* _Texte fourni_

---

Une nouvelle "affaire du siècle"? Un collectif d'associations a annoncé jeudi le dépôt, devant le tribunal administratif de Paris, de deux recours contre l'Etat pour "carences" dans la lutte contre le mal-logement.
Six ans après l'action intentée contre l'Etat pour inaction en matière climatique, ce double recours vise cette fois-ci à faire reconnaître les obligations de l'Etat concernant le logement, a déclaré Maïder Olivier du collectif des associations unies (CAU) lors d'une conférence de presse, évoquant une "démarche inédite pour non-assistance à personnes mal-logées".
"On considère que l'État est en faute, (...) qu'il ne respecte pas la loi, et que cela cause un préjudice pour les associations amenées à pallier ses manquement", a précisé à l'AFP la coordinatrice du mouvement qui compte dans ses rangs Médecins du Monde, la Ligue des droits de l'homme, Emmaüs France, le Secours Catholique ou encore Utopia 56.

---

* _Données_
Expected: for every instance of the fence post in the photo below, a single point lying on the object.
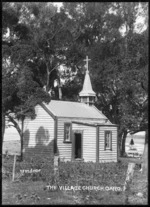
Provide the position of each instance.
(128, 180)
(56, 168)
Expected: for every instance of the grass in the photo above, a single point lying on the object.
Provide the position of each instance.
(30, 188)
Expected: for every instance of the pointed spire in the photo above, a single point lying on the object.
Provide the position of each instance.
(87, 94)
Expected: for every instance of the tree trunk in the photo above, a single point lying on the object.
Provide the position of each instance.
(145, 155)
(3, 126)
(21, 136)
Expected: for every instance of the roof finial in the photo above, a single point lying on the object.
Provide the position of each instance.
(86, 60)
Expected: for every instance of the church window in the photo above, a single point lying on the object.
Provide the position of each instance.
(67, 132)
(108, 140)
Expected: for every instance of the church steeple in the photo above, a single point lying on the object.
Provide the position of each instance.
(87, 95)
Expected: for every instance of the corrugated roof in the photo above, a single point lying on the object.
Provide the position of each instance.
(74, 109)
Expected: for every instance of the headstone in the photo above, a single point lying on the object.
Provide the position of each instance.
(56, 169)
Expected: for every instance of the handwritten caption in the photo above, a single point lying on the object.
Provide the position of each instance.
(89, 188)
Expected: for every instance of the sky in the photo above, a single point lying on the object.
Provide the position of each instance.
(140, 20)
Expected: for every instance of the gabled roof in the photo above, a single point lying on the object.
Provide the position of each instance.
(87, 87)
(74, 110)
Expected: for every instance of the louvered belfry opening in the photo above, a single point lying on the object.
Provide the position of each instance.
(87, 95)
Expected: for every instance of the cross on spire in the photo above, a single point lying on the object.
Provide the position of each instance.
(86, 60)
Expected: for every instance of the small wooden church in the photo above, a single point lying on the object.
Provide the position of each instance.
(72, 130)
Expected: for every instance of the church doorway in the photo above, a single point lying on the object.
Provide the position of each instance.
(77, 145)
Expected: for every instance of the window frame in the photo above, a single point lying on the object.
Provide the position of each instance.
(110, 140)
(67, 124)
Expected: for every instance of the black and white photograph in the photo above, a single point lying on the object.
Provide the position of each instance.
(74, 103)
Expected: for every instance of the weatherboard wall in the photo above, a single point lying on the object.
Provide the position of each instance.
(39, 133)
(65, 149)
(88, 141)
(107, 155)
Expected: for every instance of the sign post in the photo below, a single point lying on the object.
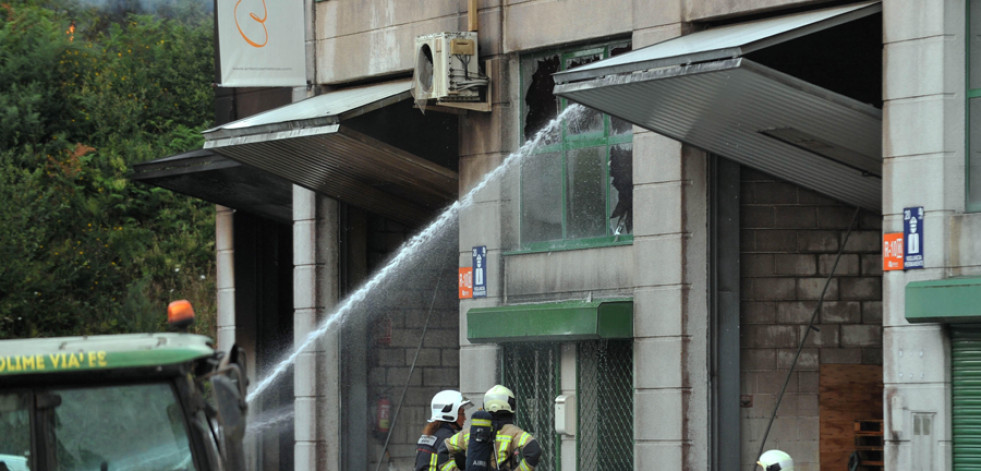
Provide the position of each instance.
(913, 237)
(480, 271)
(892, 251)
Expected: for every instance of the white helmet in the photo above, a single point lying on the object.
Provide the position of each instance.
(776, 460)
(498, 399)
(446, 405)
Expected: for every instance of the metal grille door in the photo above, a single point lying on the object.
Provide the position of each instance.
(606, 405)
(966, 377)
(531, 371)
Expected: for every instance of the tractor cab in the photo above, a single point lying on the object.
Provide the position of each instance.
(155, 402)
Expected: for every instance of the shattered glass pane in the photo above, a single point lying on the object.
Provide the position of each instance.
(621, 189)
(591, 120)
(540, 105)
(586, 206)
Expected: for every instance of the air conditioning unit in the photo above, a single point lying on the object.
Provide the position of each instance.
(447, 68)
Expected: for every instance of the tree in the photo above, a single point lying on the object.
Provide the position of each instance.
(82, 98)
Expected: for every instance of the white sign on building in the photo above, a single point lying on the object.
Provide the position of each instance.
(261, 43)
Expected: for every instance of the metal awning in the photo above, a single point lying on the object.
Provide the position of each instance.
(311, 144)
(211, 177)
(566, 320)
(701, 89)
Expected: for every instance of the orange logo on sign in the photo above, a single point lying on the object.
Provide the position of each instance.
(892, 251)
(254, 42)
(466, 283)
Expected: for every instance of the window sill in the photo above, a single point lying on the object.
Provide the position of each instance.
(577, 244)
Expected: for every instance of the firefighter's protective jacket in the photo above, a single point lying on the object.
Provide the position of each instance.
(428, 445)
(515, 450)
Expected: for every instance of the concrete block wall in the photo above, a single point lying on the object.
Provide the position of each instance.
(412, 337)
(790, 237)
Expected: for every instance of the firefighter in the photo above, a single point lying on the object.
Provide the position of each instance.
(448, 414)
(776, 460)
(514, 449)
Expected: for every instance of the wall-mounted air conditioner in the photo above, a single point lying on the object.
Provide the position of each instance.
(447, 69)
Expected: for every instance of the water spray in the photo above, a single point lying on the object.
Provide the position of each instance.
(409, 248)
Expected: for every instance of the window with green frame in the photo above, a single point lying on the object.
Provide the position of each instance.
(974, 106)
(577, 188)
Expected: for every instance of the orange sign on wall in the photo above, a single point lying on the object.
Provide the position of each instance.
(466, 282)
(892, 251)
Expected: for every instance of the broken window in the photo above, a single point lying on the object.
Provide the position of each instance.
(578, 187)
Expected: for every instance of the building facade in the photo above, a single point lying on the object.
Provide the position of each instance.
(683, 270)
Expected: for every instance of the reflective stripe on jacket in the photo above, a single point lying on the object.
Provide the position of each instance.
(427, 458)
(515, 450)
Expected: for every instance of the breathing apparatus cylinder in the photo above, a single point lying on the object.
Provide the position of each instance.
(481, 444)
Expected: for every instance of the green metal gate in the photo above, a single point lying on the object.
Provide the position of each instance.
(966, 378)
(531, 370)
(605, 405)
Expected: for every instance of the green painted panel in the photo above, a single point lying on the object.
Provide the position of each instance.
(954, 300)
(966, 396)
(571, 320)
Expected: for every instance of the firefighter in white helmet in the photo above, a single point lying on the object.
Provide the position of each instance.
(776, 460)
(448, 414)
(513, 448)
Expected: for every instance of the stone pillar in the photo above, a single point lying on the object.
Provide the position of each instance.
(225, 278)
(923, 150)
(315, 293)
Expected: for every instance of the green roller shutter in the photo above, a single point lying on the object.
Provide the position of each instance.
(966, 377)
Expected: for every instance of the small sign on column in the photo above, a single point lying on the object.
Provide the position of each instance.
(913, 237)
(480, 271)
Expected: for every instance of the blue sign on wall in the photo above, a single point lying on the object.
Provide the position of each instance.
(913, 237)
(480, 271)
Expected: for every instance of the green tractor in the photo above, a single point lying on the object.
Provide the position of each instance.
(154, 402)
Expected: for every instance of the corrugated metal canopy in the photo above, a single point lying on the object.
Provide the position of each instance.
(309, 143)
(211, 177)
(699, 89)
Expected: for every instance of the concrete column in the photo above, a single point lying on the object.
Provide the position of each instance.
(315, 275)
(225, 277)
(923, 146)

---

* _Travail demandé_
Prolongez l'article sur le mal-logement au-delà de sa dernière phrase. Les données n'ont aucun lien avec l'article sur le mal-logement.

* _Réponse_
Cette assignation fait écho au recours déposé contre l'Etat en mars 2019 par quatre associations de défense de l'environnement. Elles l'accusaient de "carence fautive" par son "action défaillante" pour réduire les émissions de gaz à effet de serre. La faute de l'Etat a été reconnue le 3 février 2021 par la justice qui a ordonné au Premier ministre d'alors de prendre "toutes les mesures utiles" pour réparer le "préjudice écologique et prévenir l'aggravation des dommages".
- Budget "largement insuffisant" -
Sur le dossier du mal-logement, le premier recours concerne l'hébergement d'urgence et les obligations de l'Etat en matière d'accès, de conditions d'accueil et de continuité de la prise en charge.
"L'Etat ne respecte aucune de ces trois obligations qu'il s'est lui-même fixées dans le Code de l'action sociale et des familles", indique Me Myriam Gougeon, avocate en charge de ce recours.
Elle pointe notamment les "6.000 demandes en hébergement d'urgence non pourvues chaque soir au 115", un budget "alloué par l'État largement insuffisant au regard du besoin" et le "nombre de places insuffisantes en hébergement d'urgence".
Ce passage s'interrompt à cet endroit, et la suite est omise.